### Exercise task
Gather every line of the items below that contains the string "tire", and list each one.

++++++++

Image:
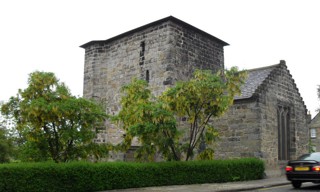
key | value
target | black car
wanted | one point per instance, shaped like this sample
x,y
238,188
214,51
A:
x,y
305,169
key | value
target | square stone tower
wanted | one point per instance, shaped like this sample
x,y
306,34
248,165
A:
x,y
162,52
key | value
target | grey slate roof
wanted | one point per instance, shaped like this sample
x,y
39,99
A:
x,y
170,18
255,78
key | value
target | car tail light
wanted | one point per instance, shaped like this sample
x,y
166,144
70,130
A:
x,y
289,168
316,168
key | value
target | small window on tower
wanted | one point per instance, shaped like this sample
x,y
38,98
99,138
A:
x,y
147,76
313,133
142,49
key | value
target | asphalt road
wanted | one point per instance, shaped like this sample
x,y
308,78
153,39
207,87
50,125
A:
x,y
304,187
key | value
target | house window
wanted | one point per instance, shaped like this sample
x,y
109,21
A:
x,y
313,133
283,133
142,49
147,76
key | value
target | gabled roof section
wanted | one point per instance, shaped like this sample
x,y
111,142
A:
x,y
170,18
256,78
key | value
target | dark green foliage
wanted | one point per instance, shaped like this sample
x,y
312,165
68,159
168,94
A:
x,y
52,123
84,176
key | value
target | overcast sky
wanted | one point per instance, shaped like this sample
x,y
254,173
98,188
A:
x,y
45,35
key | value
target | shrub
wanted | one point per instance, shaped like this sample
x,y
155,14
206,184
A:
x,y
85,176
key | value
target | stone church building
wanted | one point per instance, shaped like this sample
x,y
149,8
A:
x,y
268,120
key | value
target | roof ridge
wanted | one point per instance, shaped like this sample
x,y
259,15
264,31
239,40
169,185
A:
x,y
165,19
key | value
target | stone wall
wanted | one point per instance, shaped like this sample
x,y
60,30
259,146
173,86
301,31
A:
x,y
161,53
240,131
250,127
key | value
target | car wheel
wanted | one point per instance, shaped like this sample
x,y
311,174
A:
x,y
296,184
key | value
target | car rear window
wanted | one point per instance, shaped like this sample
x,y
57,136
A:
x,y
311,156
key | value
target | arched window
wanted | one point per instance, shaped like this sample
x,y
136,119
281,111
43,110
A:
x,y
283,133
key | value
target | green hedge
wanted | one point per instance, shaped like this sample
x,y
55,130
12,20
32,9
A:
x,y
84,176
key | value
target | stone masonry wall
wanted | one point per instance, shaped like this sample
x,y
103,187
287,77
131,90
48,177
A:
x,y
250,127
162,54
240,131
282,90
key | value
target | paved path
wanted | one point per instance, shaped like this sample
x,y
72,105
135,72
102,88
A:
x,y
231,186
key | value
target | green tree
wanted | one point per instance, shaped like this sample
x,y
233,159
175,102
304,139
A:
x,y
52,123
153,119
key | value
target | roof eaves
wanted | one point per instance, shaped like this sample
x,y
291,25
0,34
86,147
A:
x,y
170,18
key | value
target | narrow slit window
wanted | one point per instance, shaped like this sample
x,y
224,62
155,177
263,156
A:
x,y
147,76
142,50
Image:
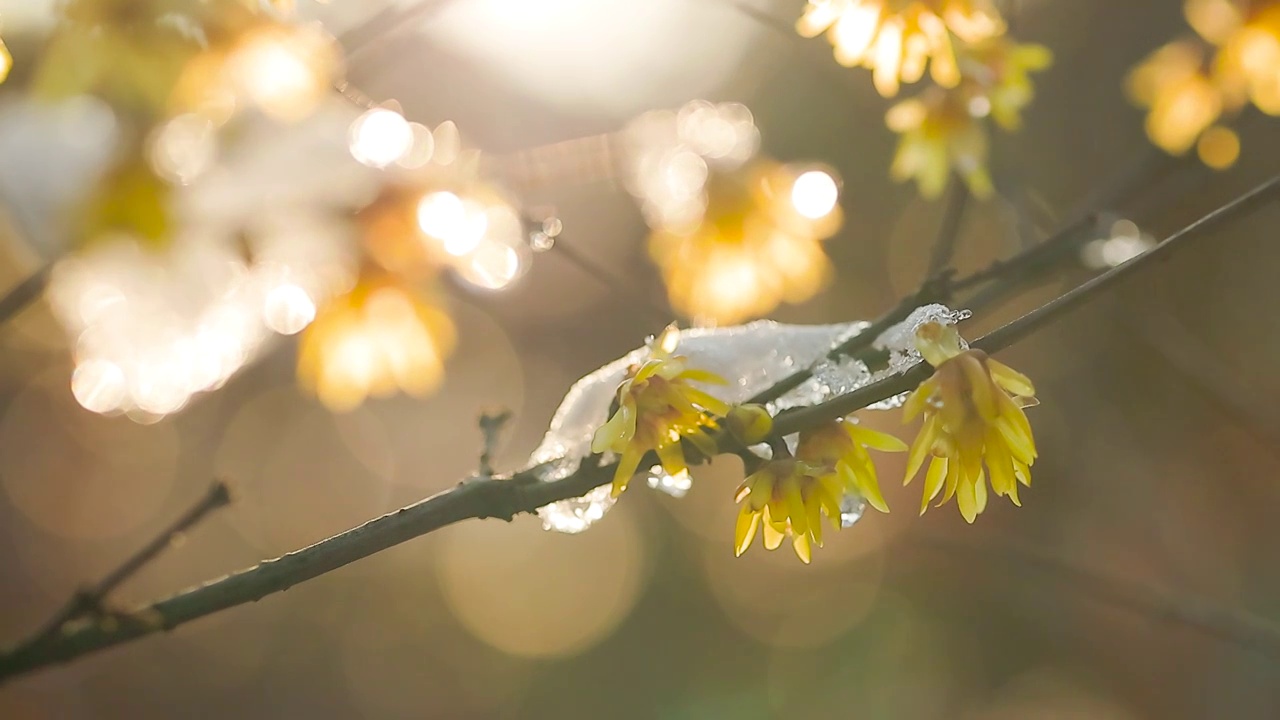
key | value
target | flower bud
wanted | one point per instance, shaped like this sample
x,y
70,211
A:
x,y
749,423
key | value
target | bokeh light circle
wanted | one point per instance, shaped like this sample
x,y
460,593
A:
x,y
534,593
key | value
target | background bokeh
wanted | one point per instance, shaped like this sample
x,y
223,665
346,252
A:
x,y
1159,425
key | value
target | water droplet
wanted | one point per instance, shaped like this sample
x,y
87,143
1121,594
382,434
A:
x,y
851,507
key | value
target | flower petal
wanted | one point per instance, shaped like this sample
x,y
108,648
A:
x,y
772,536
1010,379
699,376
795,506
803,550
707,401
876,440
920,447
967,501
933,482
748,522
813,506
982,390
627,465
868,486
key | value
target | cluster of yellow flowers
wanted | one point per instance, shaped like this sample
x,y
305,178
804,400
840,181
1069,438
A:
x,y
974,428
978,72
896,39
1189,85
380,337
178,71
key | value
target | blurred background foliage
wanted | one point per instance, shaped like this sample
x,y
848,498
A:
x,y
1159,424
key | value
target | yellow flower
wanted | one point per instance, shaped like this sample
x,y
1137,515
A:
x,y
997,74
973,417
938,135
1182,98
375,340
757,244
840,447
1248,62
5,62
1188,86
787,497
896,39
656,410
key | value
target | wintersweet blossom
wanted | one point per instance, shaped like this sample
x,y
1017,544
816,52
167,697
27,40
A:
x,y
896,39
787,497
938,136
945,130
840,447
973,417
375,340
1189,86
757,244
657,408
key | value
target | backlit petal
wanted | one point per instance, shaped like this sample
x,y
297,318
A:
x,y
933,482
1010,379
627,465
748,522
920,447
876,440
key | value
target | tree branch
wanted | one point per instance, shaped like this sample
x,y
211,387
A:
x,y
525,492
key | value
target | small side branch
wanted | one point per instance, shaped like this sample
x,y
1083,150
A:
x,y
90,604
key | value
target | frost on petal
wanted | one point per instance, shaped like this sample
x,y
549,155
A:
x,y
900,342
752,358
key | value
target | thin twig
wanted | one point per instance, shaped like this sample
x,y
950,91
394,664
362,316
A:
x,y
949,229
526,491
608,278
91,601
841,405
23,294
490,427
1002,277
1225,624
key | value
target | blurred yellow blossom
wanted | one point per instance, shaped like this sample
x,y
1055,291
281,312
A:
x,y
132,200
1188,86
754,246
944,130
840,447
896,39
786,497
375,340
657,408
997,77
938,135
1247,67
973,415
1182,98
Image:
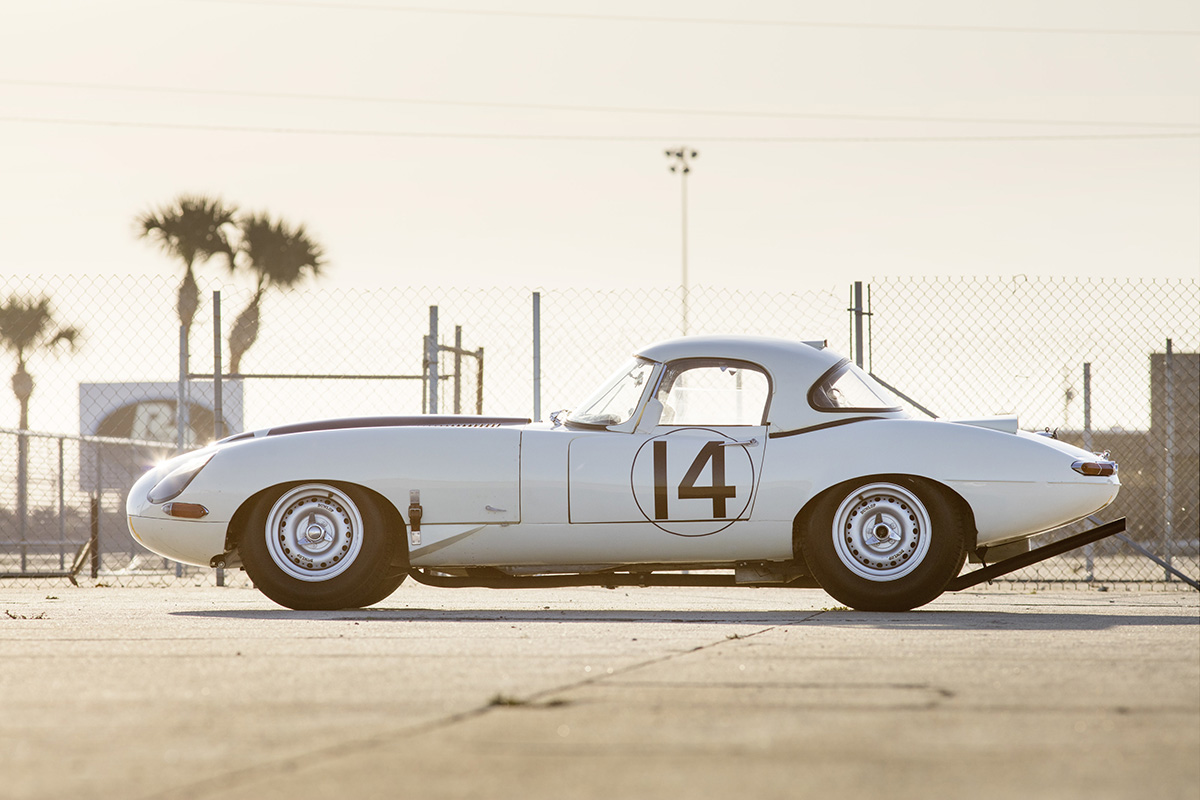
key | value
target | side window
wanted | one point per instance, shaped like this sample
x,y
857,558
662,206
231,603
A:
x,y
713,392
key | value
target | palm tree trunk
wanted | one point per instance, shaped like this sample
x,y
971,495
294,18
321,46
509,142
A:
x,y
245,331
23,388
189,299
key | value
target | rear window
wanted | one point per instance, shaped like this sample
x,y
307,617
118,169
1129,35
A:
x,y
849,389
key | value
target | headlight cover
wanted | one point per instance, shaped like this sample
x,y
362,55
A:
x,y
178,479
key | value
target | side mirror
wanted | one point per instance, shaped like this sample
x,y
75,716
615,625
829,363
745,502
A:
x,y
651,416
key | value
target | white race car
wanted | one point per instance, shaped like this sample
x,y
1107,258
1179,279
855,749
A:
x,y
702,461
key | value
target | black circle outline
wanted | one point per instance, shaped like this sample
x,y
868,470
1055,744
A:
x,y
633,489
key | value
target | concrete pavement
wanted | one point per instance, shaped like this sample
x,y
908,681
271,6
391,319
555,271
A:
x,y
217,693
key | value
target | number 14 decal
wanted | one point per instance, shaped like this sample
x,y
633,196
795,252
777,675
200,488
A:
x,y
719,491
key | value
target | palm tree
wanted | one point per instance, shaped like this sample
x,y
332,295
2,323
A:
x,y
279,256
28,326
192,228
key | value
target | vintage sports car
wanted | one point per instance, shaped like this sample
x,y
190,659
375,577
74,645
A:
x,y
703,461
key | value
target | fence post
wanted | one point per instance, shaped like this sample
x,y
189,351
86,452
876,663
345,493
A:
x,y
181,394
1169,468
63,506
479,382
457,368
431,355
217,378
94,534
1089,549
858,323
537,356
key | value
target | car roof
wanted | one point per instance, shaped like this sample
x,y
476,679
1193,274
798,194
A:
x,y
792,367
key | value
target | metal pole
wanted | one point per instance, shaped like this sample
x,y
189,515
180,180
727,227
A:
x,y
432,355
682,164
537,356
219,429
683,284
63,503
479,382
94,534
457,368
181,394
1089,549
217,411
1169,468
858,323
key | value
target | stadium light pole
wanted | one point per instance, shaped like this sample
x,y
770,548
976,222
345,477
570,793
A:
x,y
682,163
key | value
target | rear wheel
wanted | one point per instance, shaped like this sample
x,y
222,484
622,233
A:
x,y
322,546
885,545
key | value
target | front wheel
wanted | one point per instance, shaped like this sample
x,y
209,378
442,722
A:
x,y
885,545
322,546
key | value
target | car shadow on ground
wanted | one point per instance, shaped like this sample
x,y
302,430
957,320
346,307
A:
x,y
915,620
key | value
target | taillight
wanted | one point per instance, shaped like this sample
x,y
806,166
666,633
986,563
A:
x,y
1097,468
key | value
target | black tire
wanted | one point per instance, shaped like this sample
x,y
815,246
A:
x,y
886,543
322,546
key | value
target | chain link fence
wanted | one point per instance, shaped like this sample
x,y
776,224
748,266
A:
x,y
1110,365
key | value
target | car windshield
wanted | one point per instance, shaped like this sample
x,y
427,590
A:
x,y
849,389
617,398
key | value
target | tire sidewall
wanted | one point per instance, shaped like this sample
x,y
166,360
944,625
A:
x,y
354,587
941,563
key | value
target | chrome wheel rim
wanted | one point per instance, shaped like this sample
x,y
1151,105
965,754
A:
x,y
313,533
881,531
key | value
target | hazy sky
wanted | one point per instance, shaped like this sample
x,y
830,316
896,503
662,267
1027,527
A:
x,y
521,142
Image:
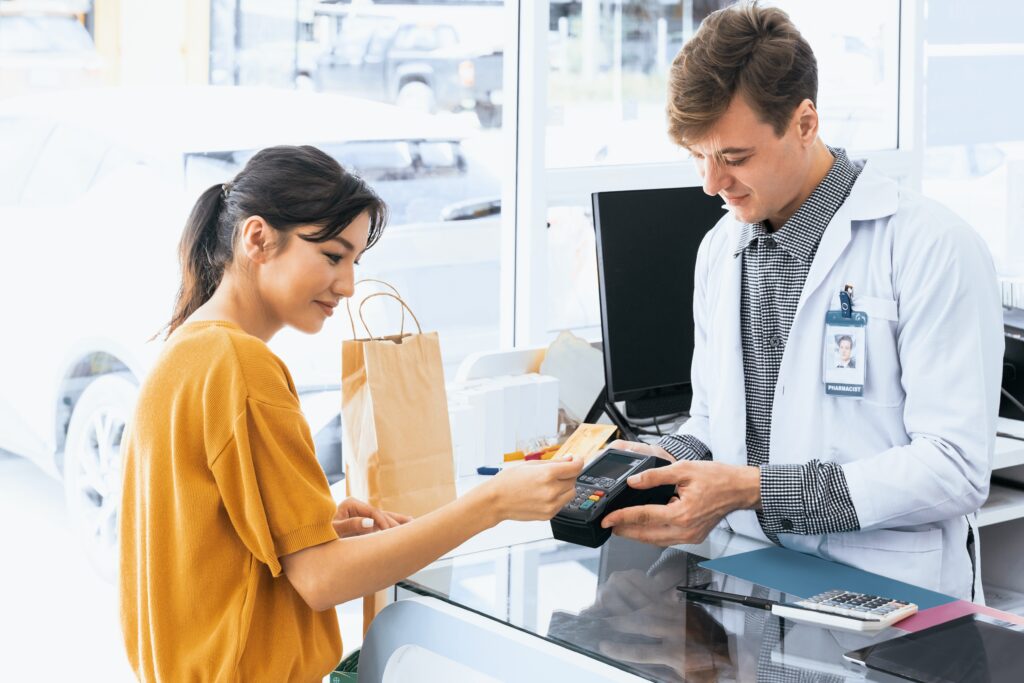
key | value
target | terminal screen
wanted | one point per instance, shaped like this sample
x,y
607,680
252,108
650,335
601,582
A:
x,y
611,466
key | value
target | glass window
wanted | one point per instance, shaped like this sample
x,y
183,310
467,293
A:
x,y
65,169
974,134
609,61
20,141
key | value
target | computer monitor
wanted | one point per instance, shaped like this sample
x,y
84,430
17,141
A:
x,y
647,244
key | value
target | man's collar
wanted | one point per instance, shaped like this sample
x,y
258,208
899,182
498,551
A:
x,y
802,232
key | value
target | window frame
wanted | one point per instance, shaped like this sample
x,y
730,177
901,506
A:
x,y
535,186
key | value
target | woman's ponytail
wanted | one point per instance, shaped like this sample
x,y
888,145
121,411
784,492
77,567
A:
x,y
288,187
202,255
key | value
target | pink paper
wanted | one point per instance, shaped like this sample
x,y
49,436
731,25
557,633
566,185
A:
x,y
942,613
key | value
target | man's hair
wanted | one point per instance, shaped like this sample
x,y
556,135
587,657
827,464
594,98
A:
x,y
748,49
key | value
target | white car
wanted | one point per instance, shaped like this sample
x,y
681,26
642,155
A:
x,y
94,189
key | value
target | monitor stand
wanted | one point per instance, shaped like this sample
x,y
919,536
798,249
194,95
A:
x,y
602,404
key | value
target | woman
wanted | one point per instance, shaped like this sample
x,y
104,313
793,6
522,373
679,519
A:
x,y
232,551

++++++++

### Final answer
target | black tire
target | tire sidewall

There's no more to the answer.